Set problem A> Tally the lines of the listing that contain the string "thankful". Reply with the number only.

Extract to read>

# Welcome to Recitation 


## Case Background
In this lab, we continue the analysis of the casting problem. Recall that, as part of a longer
manufacturing process, a factory needs to cast a large number of rectangular metallic blocks.
The blocks are manufactured using a mold, consisting of the main cavity, a cup through
which the molten metal is poured, and two risers for cooling. The size and shape of the
pouring cup and risers affect how quickly the metal can be poured into the mold, how
quickly it cools, and whether it sets correctly.

## Objective
The factory needs to cast batches of 100 blocks of size 4.5×4.5×7 inches. The
current casting approach is conservative – it takes a long time to pour, but the blocks
always set correctly and are usable. Your goal is to achieve a significant reduction in
average casting time while still ensuring that most blocks are usable.



## Variables characterizing the mold

The following nine mold-variables can be varied:
Riser Height, Riser Diameter, Riser 1 Position, Riser 2 Position, Gate Diameter,
Cup Height, Sprue Height, Sprue Diameter Bottom, Sprue Diameter Top.

## Data

To obtain data on how various mold-variable settings affect pouring and cooling, a batch of 100 is poured with random variations in the nine mold-variables, centered about their baseline values. The data is available in castdata.csv. Use the same file as the previous recitation. As before, the first nine columns are the mold-variables listed above and the 10th column is `BatchTime` and the 11th column is `Feasible`. `Feasible` is 1 if the casting is feasible and 0 otherwise.

## ASSIGNMENT

This lab project will guide you through the analysis. First, we must import castdata.csv into the notebook.

In [0]:
import numpy as np
import pandas as pd
import matplotlib.pyplot as plt
import statsmodels.api as sm
df = pd.read_csv('castdata.csv')
df.head() # view the data

We would like to compare the distributions of the predictors among the two populations, Feasible
= 0 and Feasible = 1. The code for doing so is shown below:

In [0]:
'''
Because pandas won't allow multiple scales for the y-axis,
we must divide and conquer with our boxplots. First execute
the follwing code to view the boxplots for the variables
with the lowest values
''' 
low_vals = ['GateDiam', 'SprueDiamBot', 'SprueDiamTop']

df.boxplot(column=low_vals, by = 'Feasible', layout=(2,2), figsize=(10,10))

Set problem B> Summarize the casting lab handout in exactly two sentences.

Records supplied>
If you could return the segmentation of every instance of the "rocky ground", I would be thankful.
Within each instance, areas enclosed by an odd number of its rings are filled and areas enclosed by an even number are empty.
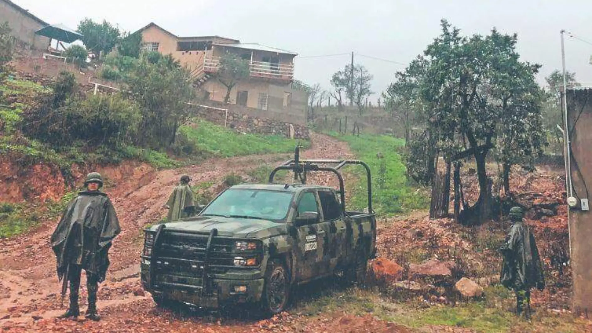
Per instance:
[[[351,157],[345,143],[319,135],[313,136],[311,148],[304,155],[307,158]],[[240,309],[220,313],[191,307],[175,310],[156,308],[140,284],[141,230],[166,214],[162,206],[179,176],[188,174],[194,184],[208,183],[209,190],[215,192],[223,188],[224,179],[229,174],[240,171],[245,175],[260,165],[277,164],[289,157],[272,155],[215,159],[159,171],[139,166],[127,171],[133,177],[122,177],[121,181],[107,188],[123,232],[114,242],[111,268],[107,281],[100,286],[98,308],[103,319],[98,323],[55,318],[65,310],[66,305],[60,304],[60,285],[49,245],[54,222],[44,223],[27,235],[0,240],[0,328],[9,332],[105,333],[503,331],[482,328],[478,323],[471,328],[466,318],[456,321],[425,318],[435,312],[461,309],[466,311],[459,313],[469,313],[465,316],[478,316],[479,312],[496,308],[500,318],[511,318],[504,316],[509,316],[511,299],[504,299],[498,305],[494,304],[498,299],[488,293],[496,290],[491,287],[498,278],[501,264],[496,249],[508,225],[492,222],[466,228],[450,219],[430,220],[425,212],[379,218],[380,259],[371,263],[373,273],[369,277],[369,290],[346,289],[332,281],[320,281],[303,287],[292,308],[272,318],[259,318],[256,313]],[[528,223],[534,228],[548,269],[547,289],[533,294],[533,307],[542,319],[533,324],[508,319],[516,321],[512,321],[511,331],[568,331],[564,327],[572,331],[592,331],[588,321],[565,319],[570,316],[565,313],[569,309],[571,273],[568,266],[556,262],[561,262],[557,258],[564,254],[560,250],[567,233],[567,222],[561,217],[565,212],[559,206],[557,212],[542,212],[537,206],[562,203],[560,174],[552,170],[534,174],[517,171],[512,178],[516,193],[527,194],[518,200],[530,209]],[[475,189],[471,175],[465,175],[469,180],[466,194],[470,200]],[[325,177],[312,181],[334,184],[334,180]],[[465,278],[457,285],[462,277]],[[83,310],[83,278],[81,286]],[[470,308],[473,305],[475,309]],[[549,322],[548,317],[559,321]],[[413,321],[414,318],[423,319]],[[497,319],[491,320],[495,323]],[[566,321],[570,326],[561,326]]]

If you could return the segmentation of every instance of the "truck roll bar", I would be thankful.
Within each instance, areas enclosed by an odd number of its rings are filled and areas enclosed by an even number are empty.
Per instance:
[[[331,166],[319,166],[319,164],[333,165]],[[348,165],[362,165],[366,169],[366,183],[368,190],[368,213],[374,213],[372,209],[372,174],[370,166],[362,161],[353,159],[300,159],[300,146],[297,146],[294,151],[294,158],[285,162],[281,165],[274,169],[269,174],[269,184],[274,183],[274,177],[275,174],[280,170],[291,170],[294,174],[294,180],[300,180],[302,184],[306,184],[307,172],[309,171],[324,171],[334,174],[339,180],[339,193],[341,197],[341,204],[345,212],[345,187],[344,186],[343,177],[339,172],[339,169]]]

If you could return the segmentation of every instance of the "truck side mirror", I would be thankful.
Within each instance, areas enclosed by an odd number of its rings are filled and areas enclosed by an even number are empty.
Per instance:
[[[298,214],[294,219],[295,226],[302,226],[314,223],[318,221],[318,213],[316,212],[304,212]]]
[[[204,209],[205,208],[205,205],[204,204],[196,204],[195,206],[195,213],[201,213]]]

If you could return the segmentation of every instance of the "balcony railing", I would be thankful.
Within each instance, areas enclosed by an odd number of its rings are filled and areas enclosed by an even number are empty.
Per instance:
[[[246,60],[249,63],[249,72],[252,77],[268,78],[290,81],[294,78],[293,65],[274,63],[261,61]],[[204,58],[204,71],[215,73],[220,66],[220,57],[207,56]]]

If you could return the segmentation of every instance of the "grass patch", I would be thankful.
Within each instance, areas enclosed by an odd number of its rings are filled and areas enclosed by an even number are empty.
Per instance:
[[[196,143],[199,151],[213,156],[291,152],[299,142],[279,135],[239,134],[202,120],[195,123],[197,126],[184,126],[179,130]],[[305,147],[310,145],[308,141],[302,143]]]
[[[8,80],[4,84],[0,85],[0,91],[4,91],[5,94],[35,94],[38,92],[47,92],[52,89],[36,84],[33,81],[21,80]]]
[[[36,140],[24,137],[0,136],[0,154],[19,156],[17,160],[23,166],[44,162],[66,169],[69,169],[73,164],[117,164],[126,159],[144,161],[157,168],[175,168],[181,165],[164,153],[132,146],[118,149],[99,147],[88,153],[79,147],[72,146],[58,152]]]
[[[366,162],[372,174],[374,210],[379,214],[392,215],[429,206],[429,196],[420,188],[411,187],[407,180],[405,165],[398,148],[404,140],[391,136],[372,135],[332,135],[346,142],[358,158]],[[367,206],[365,173],[356,167],[351,171],[359,179],[353,188],[350,204],[356,209]]]
[[[541,309],[533,313],[530,321],[525,321],[516,317],[510,310],[515,306],[513,292],[501,286],[486,288],[485,292],[482,301],[454,307],[437,305],[425,308],[425,304],[415,299],[394,303],[370,290],[323,288],[313,293],[316,296],[299,300],[291,312],[310,317],[331,312],[358,316],[370,313],[382,320],[413,328],[462,327],[482,333],[575,332],[584,331],[587,327],[585,321],[574,318],[572,315],[554,316]]]
[[[60,217],[77,192],[69,192],[57,201],[48,200],[43,204],[0,204],[0,238],[24,233],[44,221]]]

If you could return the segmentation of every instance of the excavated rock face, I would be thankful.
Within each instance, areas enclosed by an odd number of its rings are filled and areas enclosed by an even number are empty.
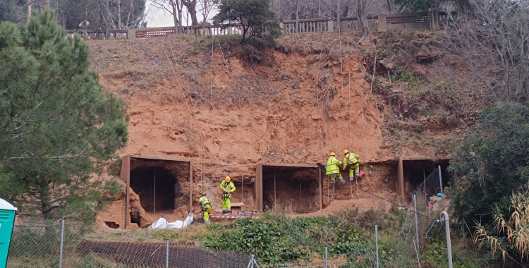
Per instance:
[[[130,174],[133,222],[140,227],[147,227],[161,216],[183,218],[187,215],[190,198],[188,163],[131,158]]]

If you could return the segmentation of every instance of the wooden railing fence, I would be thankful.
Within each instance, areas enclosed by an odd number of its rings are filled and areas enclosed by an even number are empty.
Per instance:
[[[367,22],[371,30],[385,32],[393,29],[431,29],[432,27],[432,13],[427,12],[409,14],[380,14],[368,16]],[[446,13],[439,13],[437,22],[439,25],[446,25],[449,16]],[[315,18],[299,20],[300,34],[317,32],[335,32],[338,29],[336,18]],[[284,20],[280,23],[283,32],[287,35],[296,34],[296,20]],[[340,29],[342,32],[358,30],[360,27],[356,17],[340,18]],[[200,35],[242,35],[243,25],[241,24],[225,24],[222,25],[195,25],[182,28],[183,34]],[[70,34],[78,33],[85,39],[134,39],[154,37],[174,34],[174,27],[161,27],[150,28],[134,28],[128,30],[111,30],[107,35],[106,30],[70,30]]]

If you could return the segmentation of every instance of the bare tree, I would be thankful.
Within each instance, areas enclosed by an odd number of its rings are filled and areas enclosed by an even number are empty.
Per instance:
[[[369,36],[369,24],[367,22],[367,0],[356,0],[356,18],[358,20],[358,32],[361,43]]]
[[[175,32],[183,32],[182,24],[182,10],[183,1],[179,0],[151,0],[152,4],[156,8],[169,12],[173,16]]]
[[[296,38],[299,39],[299,0],[296,1]]]
[[[393,14],[395,13],[395,0],[387,0],[387,8],[389,10],[389,13]]]
[[[339,34],[341,33],[341,24],[340,23],[340,0],[338,0],[338,3],[336,3],[336,31]]]
[[[207,16],[209,16],[209,12],[213,9],[214,7],[214,3],[213,0],[199,0],[200,2],[200,13],[202,13],[202,17],[204,18],[204,20],[202,20],[202,35],[206,34],[206,20],[207,20]]]
[[[181,0],[182,4],[186,6],[189,16],[191,17],[191,25],[196,25],[198,24],[197,18],[197,0]]]
[[[527,100],[529,0],[469,4],[472,16],[442,32],[439,44],[451,59],[445,67],[464,75],[466,86],[481,89],[494,102]]]

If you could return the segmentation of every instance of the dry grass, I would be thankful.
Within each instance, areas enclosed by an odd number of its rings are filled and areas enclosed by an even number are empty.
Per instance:
[[[193,224],[182,229],[95,230],[85,238],[97,241],[139,243],[163,242],[169,239],[171,242],[194,243],[199,245],[202,236],[206,233],[205,225]]]
[[[513,211],[507,221],[503,216],[497,211],[496,229],[498,232],[505,233],[507,241],[513,248],[518,250],[518,254],[523,258],[529,258],[529,192],[523,191],[513,194],[511,197],[510,209]],[[474,240],[480,246],[487,243],[490,247],[492,256],[498,250],[501,250],[504,262],[506,257],[513,260],[501,245],[499,238],[489,236],[485,226],[476,223],[478,226],[474,233]]]

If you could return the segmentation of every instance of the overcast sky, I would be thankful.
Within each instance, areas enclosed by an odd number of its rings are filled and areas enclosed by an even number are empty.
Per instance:
[[[152,2],[149,0],[147,1],[145,3],[145,5],[147,6],[145,8],[145,11],[147,12],[147,17],[145,18],[145,21],[147,22],[147,27],[170,27],[170,26],[174,26],[174,23],[173,23],[173,16],[171,15],[170,13],[169,13],[167,11],[164,9],[160,9],[152,5]],[[186,25],[185,21],[185,16],[184,14],[186,13],[186,7],[183,7],[183,16],[184,16],[184,22],[183,25]],[[209,12],[209,15],[208,17],[208,21],[211,22],[211,18],[215,16],[216,11],[212,11]],[[202,16],[200,14],[200,7],[197,6],[197,18],[198,20],[198,22],[201,22],[202,20]],[[191,22],[190,21],[189,23],[190,24]]]

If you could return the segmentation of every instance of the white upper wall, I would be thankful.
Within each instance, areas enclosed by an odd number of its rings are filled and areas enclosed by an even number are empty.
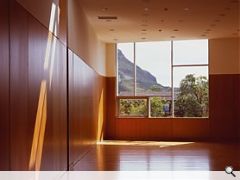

Finished answer A> 11

Finished answer B> A factory casts batches of 100 rectangular metallic blocks measuring 4.5×4.5×7 inches in a mold with a main cavity, a pouring cup and two risers, and the goal is to significantly reduce average casting time while ensuring that most blocks remain usable. A batch of 100 was poured with random variations in nine mold-variables, with the results recorded in castdata.csv alongside `BatchTime` and a `Feasible` indicator, and the lab imports this file and compares the predictor distributions of the feasible and infeasible castings using boxplots.